↓↓↓

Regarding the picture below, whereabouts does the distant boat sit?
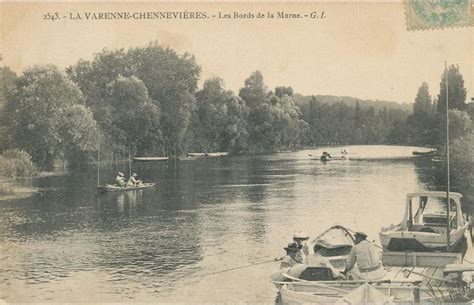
[188,152,229,157]
[98,182,155,192]
[380,192,470,252]
[413,149,438,156]
[133,157,170,162]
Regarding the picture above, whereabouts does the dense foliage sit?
[0,149,37,178]
[0,43,474,192]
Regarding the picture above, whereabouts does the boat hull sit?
[98,183,155,192]
[380,226,467,253]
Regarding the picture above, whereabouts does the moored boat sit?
[380,192,470,252]
[98,182,156,192]
[272,227,474,304]
[413,149,438,156]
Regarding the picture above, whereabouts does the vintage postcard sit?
[0,0,474,304]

↑↑↑

* **Task requirements**: Copy out, without any changes, the lines starting at the one containing "Regarding the picture above, whereabouts does the boat" and ending at the last line of the records.

* **The reply**:
Regarding the picture above, whereabouts does the boat hull sit?
[98,183,155,192]
[380,226,467,253]
Regarding the picture above, whereabouts does the moored boat sit?
[380,192,470,252]
[98,182,156,192]
[272,227,474,304]
[413,149,438,156]
Regarding the picture above, whereabouts does the vintage postcard sit?
[0,0,474,304]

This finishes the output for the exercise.